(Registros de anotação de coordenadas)
┄┄┄┄┄┄

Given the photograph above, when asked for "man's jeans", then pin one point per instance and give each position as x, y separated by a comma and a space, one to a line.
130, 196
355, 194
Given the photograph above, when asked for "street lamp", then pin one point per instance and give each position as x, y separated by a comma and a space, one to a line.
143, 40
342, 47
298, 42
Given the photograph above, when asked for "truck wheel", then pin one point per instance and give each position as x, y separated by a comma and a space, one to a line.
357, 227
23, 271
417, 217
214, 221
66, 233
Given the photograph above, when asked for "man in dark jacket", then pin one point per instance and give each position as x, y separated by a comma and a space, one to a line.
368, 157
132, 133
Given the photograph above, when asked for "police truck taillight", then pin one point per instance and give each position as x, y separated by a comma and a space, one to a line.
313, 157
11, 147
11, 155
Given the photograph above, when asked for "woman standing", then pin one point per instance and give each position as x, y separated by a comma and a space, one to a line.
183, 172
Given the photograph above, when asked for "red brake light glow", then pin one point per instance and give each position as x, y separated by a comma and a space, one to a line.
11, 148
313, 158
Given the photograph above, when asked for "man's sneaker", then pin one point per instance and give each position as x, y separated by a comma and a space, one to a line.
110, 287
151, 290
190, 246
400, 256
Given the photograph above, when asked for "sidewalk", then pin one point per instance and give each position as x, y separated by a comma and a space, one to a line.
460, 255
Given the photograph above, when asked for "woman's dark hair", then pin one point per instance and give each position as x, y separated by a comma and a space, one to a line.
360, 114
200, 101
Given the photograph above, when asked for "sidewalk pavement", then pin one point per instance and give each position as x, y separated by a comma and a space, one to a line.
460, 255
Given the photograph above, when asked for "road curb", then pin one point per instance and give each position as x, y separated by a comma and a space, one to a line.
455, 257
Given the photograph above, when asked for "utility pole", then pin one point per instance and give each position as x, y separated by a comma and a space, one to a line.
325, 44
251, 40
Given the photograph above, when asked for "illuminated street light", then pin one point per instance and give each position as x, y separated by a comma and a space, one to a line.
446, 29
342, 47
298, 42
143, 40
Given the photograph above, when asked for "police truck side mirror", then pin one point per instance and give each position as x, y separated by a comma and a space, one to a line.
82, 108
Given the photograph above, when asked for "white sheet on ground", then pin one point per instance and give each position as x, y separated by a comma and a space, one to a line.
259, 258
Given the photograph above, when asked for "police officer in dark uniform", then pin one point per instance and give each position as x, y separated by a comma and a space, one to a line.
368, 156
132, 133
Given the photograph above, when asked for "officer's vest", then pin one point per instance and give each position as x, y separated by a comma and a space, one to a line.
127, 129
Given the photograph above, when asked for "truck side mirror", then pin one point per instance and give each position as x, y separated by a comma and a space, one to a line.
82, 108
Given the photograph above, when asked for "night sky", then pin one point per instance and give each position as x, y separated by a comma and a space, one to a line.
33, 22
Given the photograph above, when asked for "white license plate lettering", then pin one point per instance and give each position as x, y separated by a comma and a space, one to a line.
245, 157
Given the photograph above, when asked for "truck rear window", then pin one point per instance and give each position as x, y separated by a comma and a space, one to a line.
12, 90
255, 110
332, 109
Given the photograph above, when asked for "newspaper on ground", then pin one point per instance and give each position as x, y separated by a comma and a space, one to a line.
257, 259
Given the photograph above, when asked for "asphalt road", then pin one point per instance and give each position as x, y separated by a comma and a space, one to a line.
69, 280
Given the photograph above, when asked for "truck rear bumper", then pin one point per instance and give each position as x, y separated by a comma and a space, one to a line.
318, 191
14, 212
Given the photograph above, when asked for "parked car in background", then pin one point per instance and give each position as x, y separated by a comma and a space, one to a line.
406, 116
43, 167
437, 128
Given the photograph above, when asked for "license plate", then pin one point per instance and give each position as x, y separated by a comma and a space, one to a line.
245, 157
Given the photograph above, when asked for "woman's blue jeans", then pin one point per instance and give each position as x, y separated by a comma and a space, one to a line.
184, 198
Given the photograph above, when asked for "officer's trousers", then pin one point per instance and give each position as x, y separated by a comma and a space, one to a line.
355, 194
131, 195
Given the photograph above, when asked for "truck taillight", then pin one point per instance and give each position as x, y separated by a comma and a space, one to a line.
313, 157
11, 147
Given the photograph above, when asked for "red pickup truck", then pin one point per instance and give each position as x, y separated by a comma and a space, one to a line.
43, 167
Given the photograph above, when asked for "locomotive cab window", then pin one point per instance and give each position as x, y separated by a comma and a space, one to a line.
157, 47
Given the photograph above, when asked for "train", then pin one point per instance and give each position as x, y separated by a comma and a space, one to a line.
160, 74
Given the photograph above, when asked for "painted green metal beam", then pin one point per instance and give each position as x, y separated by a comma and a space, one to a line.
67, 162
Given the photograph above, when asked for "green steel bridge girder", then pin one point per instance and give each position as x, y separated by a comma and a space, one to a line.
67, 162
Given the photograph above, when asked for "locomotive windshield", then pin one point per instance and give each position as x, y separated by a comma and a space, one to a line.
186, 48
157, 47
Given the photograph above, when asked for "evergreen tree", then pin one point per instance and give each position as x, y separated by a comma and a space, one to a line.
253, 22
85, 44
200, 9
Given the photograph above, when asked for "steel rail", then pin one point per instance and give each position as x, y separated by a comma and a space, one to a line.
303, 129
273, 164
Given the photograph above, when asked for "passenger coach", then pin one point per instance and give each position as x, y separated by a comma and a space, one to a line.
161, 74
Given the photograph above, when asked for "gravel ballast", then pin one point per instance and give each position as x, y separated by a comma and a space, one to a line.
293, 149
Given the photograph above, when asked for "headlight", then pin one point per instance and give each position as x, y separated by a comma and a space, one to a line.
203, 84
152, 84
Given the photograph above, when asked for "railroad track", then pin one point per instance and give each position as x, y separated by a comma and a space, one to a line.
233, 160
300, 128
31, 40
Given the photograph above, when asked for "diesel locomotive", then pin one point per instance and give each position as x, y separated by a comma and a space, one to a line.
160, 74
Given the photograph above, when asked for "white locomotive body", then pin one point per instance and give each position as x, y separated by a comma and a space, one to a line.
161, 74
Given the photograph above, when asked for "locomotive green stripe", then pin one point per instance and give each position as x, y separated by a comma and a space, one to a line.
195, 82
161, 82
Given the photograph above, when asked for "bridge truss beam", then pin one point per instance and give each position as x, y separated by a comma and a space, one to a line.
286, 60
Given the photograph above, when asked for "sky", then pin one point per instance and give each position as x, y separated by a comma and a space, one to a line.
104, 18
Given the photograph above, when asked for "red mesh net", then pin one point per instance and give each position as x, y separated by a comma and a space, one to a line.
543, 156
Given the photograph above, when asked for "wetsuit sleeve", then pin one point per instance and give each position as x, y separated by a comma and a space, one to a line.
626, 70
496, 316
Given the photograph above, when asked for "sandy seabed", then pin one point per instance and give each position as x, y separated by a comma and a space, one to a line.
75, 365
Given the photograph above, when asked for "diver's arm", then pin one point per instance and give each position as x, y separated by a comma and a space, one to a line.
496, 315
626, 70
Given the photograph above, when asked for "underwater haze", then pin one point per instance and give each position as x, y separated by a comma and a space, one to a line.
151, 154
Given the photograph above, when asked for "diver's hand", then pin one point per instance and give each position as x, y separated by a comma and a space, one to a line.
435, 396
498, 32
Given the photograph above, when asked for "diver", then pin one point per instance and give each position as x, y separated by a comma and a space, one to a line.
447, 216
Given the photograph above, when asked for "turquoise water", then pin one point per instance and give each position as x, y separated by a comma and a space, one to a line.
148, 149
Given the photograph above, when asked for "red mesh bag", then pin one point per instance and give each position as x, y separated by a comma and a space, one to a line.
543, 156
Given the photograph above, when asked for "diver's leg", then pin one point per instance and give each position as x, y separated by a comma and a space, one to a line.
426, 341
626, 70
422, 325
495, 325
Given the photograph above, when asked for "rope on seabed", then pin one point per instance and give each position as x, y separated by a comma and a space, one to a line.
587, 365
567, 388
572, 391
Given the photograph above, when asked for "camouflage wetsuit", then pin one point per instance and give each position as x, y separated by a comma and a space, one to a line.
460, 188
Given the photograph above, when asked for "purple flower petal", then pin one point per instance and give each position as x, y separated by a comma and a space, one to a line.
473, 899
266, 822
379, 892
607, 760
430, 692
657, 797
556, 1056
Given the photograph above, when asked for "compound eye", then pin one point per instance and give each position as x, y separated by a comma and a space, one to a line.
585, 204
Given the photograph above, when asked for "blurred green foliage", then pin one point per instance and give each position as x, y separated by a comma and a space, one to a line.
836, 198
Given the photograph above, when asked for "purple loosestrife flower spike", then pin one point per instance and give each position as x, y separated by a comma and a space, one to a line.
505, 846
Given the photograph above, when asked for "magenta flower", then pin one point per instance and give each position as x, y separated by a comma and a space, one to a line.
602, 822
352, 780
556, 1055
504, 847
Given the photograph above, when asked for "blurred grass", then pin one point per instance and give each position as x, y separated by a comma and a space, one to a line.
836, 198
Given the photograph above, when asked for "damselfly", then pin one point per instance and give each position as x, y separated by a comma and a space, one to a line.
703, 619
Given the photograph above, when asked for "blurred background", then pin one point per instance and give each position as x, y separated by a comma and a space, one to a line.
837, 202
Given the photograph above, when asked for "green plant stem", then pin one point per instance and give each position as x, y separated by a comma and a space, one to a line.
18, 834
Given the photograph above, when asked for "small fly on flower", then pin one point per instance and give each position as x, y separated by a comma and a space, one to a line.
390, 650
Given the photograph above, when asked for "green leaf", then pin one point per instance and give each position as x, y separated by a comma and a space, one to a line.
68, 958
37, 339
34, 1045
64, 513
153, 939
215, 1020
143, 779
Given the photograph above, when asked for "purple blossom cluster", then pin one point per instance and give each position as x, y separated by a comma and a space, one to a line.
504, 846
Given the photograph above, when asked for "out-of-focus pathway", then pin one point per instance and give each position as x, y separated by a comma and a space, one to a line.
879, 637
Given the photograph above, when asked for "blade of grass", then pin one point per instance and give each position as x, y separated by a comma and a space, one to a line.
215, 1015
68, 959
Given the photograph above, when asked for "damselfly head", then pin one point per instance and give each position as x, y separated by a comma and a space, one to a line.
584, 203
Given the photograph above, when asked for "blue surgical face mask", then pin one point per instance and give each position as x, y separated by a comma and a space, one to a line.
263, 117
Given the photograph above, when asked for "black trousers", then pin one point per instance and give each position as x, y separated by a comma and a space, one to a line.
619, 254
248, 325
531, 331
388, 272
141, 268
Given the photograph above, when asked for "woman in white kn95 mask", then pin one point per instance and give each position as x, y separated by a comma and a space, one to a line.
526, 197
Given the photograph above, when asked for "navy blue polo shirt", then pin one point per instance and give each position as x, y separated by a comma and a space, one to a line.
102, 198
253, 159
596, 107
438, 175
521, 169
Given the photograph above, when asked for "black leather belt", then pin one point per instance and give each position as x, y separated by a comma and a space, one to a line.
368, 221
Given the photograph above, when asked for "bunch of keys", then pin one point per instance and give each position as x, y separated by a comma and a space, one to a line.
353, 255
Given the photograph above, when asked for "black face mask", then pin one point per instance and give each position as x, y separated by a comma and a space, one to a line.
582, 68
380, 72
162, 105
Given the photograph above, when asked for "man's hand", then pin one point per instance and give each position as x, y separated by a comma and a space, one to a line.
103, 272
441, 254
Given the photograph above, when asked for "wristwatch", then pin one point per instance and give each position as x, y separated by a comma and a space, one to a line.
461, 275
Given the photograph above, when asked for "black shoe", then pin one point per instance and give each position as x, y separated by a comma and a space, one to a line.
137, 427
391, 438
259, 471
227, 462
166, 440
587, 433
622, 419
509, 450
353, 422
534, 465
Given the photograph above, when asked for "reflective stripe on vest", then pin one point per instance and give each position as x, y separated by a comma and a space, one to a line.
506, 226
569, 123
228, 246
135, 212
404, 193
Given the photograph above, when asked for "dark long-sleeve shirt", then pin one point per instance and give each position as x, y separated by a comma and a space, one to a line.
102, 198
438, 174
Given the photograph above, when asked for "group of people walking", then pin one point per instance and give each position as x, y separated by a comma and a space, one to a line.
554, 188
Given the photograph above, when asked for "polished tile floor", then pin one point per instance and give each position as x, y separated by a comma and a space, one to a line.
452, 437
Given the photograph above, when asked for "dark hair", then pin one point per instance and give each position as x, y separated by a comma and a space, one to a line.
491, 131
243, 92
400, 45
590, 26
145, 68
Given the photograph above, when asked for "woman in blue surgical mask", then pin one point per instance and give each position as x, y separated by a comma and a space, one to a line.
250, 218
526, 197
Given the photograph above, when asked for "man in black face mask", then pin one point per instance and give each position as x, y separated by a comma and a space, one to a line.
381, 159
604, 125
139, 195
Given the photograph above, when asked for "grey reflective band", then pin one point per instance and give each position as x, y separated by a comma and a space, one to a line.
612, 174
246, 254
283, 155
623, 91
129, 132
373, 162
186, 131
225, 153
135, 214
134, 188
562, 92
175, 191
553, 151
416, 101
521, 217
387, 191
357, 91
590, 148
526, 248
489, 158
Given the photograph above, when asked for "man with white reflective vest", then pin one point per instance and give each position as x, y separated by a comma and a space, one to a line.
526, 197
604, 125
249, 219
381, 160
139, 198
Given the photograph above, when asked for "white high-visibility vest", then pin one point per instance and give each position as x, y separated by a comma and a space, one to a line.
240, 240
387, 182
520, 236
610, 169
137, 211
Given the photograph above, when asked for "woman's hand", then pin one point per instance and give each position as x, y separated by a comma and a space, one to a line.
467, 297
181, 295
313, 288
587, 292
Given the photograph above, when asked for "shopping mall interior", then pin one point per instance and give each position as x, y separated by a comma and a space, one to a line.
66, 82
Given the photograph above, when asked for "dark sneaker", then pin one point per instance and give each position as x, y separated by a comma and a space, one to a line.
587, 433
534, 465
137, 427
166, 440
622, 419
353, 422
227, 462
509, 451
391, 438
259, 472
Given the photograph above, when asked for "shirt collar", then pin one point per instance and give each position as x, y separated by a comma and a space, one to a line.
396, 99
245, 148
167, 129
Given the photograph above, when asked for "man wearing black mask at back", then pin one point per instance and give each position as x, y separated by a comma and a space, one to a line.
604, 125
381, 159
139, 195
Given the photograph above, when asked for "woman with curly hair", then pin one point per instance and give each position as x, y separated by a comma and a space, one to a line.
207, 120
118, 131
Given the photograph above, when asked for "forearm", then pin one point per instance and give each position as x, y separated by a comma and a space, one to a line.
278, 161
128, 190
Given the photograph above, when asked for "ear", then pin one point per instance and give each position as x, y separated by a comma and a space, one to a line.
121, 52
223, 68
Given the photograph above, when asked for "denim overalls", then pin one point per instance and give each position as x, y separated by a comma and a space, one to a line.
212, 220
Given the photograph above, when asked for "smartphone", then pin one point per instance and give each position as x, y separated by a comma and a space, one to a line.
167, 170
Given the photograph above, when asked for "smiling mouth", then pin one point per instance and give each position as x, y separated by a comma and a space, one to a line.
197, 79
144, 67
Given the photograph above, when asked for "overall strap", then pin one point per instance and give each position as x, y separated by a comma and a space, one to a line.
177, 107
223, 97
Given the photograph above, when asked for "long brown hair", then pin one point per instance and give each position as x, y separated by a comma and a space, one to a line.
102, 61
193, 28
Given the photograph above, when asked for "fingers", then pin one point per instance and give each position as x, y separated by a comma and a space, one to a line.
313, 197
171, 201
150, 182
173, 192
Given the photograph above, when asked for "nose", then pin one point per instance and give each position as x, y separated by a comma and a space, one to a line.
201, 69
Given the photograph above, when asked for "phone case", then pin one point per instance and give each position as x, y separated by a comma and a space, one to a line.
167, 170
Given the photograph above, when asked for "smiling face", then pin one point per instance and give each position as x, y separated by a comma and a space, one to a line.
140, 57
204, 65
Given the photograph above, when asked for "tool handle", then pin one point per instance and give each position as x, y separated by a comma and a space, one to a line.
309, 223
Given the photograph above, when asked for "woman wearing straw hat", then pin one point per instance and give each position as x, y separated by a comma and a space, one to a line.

┄┄┄┄┄┄

● Exercício
Localize na listagem acima todas as linhas que contêm a palavra "surgical" e copie cada uma delas. A diferença entre maiúsculas e minúsculas deve ser respeitada.

● Problema resolvido
Given the photograph above, when asked for "blue surgical face mask", then pin one point per instance and give each position as x, y separated by a comma and a space, one to a line.
Given the photograph above, when asked for "woman in blue surgical mask", then pin one point per instance and give each position as x, y separated by a comma and a space, one to a line.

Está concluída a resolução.